[Assigned task]:
In the data below, how many lines contain the string "noun"? Give only the number.

[Data for processing]:
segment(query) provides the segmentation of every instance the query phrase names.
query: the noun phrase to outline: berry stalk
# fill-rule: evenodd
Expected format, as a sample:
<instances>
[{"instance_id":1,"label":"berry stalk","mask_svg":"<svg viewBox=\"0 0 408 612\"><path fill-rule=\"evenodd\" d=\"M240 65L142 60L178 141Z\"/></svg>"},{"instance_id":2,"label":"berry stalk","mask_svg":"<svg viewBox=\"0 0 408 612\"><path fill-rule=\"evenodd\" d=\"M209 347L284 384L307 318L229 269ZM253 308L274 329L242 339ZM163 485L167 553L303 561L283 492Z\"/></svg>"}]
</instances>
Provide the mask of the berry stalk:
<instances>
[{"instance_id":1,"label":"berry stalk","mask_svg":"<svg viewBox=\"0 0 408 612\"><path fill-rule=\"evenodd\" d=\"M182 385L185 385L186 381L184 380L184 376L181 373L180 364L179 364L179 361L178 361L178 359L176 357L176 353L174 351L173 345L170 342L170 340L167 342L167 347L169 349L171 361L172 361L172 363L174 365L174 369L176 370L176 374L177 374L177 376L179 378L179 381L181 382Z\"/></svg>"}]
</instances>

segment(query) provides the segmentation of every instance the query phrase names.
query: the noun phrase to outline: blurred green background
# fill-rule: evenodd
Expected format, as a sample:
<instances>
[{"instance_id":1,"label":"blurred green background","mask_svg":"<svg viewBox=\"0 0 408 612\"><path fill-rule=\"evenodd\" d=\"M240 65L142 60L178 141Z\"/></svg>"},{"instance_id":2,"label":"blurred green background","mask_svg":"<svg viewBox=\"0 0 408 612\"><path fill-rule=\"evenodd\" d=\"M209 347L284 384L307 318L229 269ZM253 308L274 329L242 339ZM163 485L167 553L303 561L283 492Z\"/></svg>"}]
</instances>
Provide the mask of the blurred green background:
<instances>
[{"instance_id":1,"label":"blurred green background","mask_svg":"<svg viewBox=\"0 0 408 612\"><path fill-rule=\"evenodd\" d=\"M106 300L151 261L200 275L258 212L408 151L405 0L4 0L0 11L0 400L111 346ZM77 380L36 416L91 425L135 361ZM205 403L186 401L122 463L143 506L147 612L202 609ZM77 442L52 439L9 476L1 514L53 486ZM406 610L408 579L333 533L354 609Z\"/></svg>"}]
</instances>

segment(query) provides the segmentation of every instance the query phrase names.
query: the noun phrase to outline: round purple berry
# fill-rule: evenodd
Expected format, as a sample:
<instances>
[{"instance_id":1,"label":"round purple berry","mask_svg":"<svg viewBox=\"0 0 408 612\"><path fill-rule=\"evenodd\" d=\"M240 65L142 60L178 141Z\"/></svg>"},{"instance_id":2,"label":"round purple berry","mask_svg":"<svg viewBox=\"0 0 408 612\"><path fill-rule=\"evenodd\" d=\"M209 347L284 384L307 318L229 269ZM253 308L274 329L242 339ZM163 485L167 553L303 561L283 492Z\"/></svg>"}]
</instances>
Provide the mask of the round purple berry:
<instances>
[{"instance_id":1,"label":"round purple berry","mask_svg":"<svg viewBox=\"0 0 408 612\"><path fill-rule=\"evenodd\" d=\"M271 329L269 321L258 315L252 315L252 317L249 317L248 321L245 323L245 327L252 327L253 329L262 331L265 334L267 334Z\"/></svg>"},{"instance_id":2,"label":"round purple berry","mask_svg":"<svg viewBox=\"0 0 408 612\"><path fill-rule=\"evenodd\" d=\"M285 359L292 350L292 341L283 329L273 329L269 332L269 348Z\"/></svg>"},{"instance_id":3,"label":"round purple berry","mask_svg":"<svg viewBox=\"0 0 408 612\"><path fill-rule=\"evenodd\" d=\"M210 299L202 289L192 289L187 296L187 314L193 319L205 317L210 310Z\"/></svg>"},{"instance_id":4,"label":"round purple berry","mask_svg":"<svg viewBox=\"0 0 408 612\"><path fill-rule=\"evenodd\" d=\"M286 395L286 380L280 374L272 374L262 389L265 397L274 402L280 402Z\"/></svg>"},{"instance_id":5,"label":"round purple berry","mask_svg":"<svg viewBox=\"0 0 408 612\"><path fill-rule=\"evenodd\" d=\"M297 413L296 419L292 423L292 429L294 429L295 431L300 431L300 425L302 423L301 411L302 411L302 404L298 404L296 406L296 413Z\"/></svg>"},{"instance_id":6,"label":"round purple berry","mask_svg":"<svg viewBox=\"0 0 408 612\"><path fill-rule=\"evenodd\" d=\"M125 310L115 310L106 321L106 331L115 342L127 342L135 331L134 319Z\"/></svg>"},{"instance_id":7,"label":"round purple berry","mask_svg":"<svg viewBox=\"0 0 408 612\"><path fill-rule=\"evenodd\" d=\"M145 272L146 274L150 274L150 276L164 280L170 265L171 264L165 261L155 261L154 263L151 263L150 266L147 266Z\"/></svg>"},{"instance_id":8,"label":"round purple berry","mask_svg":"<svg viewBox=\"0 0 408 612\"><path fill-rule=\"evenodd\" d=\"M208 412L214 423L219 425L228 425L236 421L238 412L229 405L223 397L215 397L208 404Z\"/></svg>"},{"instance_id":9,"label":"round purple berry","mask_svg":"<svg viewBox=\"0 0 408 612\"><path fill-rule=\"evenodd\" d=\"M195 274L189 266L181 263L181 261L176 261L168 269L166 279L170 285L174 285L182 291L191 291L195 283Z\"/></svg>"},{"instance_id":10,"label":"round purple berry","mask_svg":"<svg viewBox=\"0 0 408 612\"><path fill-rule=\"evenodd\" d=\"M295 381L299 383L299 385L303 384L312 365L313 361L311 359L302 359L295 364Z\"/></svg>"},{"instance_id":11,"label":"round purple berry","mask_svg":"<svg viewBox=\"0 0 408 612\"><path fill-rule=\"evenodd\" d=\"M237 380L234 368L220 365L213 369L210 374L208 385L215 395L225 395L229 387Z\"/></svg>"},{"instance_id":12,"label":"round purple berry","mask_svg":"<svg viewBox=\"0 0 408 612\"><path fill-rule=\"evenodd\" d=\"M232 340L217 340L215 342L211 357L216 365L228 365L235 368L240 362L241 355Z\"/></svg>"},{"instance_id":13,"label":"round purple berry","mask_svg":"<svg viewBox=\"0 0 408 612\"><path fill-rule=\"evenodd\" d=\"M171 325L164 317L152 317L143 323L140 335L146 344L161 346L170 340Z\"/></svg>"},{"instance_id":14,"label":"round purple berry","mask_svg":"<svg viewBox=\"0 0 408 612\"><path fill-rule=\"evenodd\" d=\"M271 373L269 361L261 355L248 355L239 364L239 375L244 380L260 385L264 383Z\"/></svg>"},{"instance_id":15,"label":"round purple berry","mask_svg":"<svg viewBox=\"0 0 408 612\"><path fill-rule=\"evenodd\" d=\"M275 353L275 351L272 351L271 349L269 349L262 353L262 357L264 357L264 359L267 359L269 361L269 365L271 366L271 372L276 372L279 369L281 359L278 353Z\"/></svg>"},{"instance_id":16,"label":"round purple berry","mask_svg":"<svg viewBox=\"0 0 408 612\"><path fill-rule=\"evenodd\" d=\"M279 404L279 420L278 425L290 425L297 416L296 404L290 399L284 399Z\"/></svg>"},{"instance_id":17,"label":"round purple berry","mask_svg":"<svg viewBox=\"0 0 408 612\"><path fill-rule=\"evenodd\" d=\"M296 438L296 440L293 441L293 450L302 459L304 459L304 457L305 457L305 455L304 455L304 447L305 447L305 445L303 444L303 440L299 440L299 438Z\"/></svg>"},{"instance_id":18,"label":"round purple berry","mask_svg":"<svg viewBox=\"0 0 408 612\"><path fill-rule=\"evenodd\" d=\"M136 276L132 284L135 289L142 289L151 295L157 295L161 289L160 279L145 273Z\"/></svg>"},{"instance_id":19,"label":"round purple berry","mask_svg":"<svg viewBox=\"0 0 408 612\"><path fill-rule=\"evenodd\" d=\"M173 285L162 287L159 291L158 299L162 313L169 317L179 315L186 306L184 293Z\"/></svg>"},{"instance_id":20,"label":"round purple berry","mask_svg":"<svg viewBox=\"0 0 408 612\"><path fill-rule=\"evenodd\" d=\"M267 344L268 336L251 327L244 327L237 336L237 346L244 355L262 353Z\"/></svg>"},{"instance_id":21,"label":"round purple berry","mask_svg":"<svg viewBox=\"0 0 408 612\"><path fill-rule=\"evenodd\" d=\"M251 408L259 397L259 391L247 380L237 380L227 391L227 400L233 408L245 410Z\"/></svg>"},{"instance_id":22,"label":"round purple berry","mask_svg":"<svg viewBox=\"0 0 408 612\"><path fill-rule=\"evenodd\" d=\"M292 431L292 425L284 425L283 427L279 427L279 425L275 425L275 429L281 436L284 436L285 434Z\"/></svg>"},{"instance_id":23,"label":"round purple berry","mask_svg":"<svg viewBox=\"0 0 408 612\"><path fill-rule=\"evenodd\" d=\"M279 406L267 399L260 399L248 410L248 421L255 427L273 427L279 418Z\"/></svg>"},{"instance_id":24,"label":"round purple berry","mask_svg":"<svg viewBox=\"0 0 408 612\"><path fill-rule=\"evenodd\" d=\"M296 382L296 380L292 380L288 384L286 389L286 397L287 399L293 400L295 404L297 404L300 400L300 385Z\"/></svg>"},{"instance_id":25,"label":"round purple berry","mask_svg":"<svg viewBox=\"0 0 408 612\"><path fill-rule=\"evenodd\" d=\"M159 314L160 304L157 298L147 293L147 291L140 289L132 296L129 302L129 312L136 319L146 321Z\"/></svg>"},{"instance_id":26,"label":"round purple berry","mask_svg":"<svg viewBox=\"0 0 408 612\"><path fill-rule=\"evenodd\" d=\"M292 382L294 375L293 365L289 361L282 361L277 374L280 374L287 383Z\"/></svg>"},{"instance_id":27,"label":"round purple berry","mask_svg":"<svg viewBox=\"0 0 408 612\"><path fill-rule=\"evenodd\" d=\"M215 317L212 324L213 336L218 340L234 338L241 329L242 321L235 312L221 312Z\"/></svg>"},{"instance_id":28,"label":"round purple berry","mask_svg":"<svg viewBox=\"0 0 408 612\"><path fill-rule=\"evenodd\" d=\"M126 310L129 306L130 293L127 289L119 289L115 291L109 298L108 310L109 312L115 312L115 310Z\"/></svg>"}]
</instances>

---

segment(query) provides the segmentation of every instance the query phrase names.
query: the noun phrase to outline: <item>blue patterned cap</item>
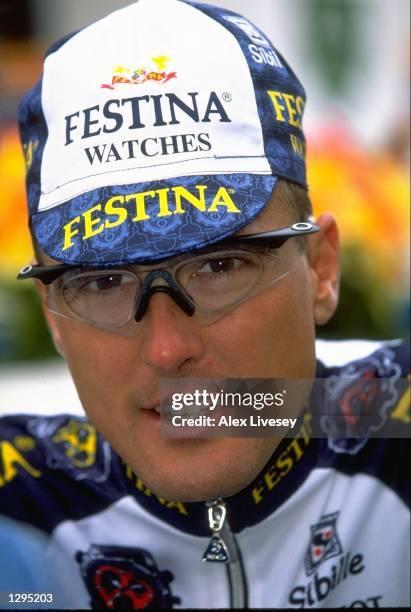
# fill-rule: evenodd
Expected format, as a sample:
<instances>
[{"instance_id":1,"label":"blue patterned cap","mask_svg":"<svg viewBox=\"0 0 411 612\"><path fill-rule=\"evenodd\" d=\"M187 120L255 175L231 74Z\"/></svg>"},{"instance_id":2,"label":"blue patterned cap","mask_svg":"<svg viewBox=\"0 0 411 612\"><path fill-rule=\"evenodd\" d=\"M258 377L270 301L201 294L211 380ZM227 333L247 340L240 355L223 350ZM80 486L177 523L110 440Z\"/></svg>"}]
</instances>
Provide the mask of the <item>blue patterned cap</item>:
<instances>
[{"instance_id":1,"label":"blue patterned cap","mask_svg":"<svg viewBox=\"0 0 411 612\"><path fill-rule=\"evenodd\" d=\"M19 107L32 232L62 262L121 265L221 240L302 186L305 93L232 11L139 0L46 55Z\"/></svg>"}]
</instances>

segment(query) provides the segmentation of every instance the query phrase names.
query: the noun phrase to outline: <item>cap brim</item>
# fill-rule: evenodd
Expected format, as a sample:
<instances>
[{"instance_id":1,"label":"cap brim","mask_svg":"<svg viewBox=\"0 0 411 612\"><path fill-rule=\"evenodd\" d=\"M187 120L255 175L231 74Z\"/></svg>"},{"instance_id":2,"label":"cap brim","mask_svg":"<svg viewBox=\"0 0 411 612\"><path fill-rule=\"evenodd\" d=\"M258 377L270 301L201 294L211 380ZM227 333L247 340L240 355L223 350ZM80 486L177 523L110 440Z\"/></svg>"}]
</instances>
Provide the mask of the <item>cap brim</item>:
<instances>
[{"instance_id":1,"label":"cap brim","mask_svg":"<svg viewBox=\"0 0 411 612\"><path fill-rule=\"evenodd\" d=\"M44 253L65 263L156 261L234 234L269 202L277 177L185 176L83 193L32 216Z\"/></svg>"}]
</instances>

[Response below]:
5